Task to carry out »
Please restate word for word the line holding "Task: Where can the frosted" and every following line through the end of the entries.

══ Data provided

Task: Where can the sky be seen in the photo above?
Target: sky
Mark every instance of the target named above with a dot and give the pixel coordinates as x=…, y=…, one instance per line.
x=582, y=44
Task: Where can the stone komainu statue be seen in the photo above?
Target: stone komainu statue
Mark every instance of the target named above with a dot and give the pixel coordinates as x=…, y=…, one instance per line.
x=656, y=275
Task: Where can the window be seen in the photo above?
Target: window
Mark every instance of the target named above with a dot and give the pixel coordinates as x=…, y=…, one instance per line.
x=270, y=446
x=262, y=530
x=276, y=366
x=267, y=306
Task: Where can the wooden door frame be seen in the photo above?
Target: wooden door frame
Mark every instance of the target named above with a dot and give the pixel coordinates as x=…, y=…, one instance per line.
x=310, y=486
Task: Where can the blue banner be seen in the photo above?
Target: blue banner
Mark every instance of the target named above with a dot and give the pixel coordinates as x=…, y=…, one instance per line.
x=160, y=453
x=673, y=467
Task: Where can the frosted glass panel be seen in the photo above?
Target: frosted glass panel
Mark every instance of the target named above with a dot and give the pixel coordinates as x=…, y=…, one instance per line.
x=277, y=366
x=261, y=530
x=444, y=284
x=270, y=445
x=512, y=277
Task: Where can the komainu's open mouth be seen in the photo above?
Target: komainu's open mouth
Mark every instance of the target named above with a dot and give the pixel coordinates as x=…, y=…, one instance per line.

════

Result »
Task: Where can the frosted glass panel be seen in the photo above?
Target: frosted glass panel
Mark every instance of the target named above with a dot and give the pixel coordinates as x=…, y=…, one instance per line.
x=277, y=366
x=261, y=530
x=444, y=284
x=270, y=445
x=512, y=277
Task: Where can the komainu's open mouth be seen in the photo above?
Target: komainu's open mouth
Mark every instance of the target named above with a dot and give the pixel coordinates as x=…, y=…, one instance per line.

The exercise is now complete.